▸ TEXT EXCERPT
## Start
“How come you’ve never been here?” my friend Ashley asked as we walked in the door of Goody Goody Omlette House.
“My parent’s didn’t eat out much and when they did it wasn’t breakfast.”
“I mean I’ve had food from here; I just haven’t been here.”
We grabbed a booth in the back and looked around at the decor.
“I love the orange.” Ashley ran her hand over the tabletop.
Earlier this year I announced my intention to do 40 things I haven’t done before in our area. At the time I confessed that, in spite of growing up here, I had not ever been to the locals’ food institutions of Goody Goody, Merritt’s Burger House and Winnie’s Tavern. What can I say? I admit the error of my ways and am prepared to live a better life.
Last week became the week that I committed to finally finding out what my fellow locals have known for years: These are great places to eat.
The week kicked off with a trip to the ever curious drive-in located in front of the Starway Flea Market on Carolina Beach Road: Merritt’s Burger House. I honestly had been putting this off, hoping my ’67 VW bus would be finished and I could do some great pics there. But that project goes more slowly than expected, so we will just have to go back when the wheels have been re-attached.
Jock and I love drive-ins. Love them.
“Just a little higher—right there,” Merritt’s server directed.
The lovely waitress guided Jock to the right height for the driver’s side window, hooked the tray and disappeared in search of milkshakes. The suggestive selling from all the airbrushed vintage food ads on the side of the building had been working on me.
“Would you pass some ketchup?” Jock handed me a tiny cup and commented on how happy he was to have salt.
“Why is it restaurants don’t give you salt any more?” he lamented.
“Hip eating blurs the lines about what a restaurant can be: a place to meet your neighbors, share a meal that nourishes the body, soul and palate.”
The idea of monitoring blood pressure has never occurred to him. I’ve watched him salt individual French fries till they looked like refugees from Everest. While we munched, numerous cars pulled up—some to pick up take-out, others to join in ambiance. Everyone was greeted with big smiles—and many by name.
“The inside is perfect vintage 1950s!” Jock gushed.
He insisted on trying the service door so he could look inside. “It is breathtaking!”
He started the truck, then added, “And everyone looks happy.”
That seemed to be the theme of the three eating establishments of the week: the contended happiness of both patrons and employees. Witness the post-mortem of the trip to Winnie’s:
“You would love it! We have got to go back some time,” I recounted my Winnie’s trip to Jock.
## End
▸ BRIEF 1
Answer these questions about the post on the local eating spots:
(a) How many new things in the area did the writer set out to do this year?
(b) Where is Merritt's Burger House located?
(c) What did Jock say the inside of Merritt's looked like?

[Items from a labeling collection]
## Start
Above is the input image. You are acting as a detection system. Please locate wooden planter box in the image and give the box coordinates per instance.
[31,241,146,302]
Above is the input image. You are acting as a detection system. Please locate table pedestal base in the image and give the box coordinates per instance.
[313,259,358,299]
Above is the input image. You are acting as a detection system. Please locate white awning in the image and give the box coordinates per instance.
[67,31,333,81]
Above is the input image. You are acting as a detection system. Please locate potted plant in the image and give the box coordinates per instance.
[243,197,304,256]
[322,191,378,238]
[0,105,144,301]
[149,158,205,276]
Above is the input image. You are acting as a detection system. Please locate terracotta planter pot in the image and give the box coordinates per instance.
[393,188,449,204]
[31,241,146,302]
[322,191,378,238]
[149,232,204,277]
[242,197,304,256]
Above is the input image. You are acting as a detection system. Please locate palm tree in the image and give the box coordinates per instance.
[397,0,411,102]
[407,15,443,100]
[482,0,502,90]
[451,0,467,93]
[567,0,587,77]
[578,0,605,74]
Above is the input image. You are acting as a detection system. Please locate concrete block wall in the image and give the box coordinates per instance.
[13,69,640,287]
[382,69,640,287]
## End
▸ BRIEF 2
Rewrite the records from the line containing "Please locate terracotta" through the end of the records, inclusive, changing "detection system" to "object locator" and keeping everything else the same. Give only those lines.

▸ COMPLETE RESPONSE 1
(a) 40 things.
(b) In front of the Starway Flea Market on Carolina Beach Road.
(c) Perfect vintage 1950s.

▸ COMPLETE RESPONSE 2
Above is the input image. You are acting as a object locator. Please locate terracotta planter pot in the image and give the box coordinates per instance.
[393,188,449,204]
[31,241,146,302]
[322,191,378,238]
[149,232,204,277]
[242,197,304,256]
Above is the input image. You are acting as a object locator. Please locate palm tree in the image and give the box coordinates per instance.
[397,0,411,102]
[407,15,443,100]
[482,0,502,90]
[451,0,467,93]
[567,0,587,77]
[578,0,605,74]
Above is the input image. You are acting as a object locator. Please locate concrete block wall in the image and give the box coordinates per instance.
[13,69,640,287]
[382,69,640,287]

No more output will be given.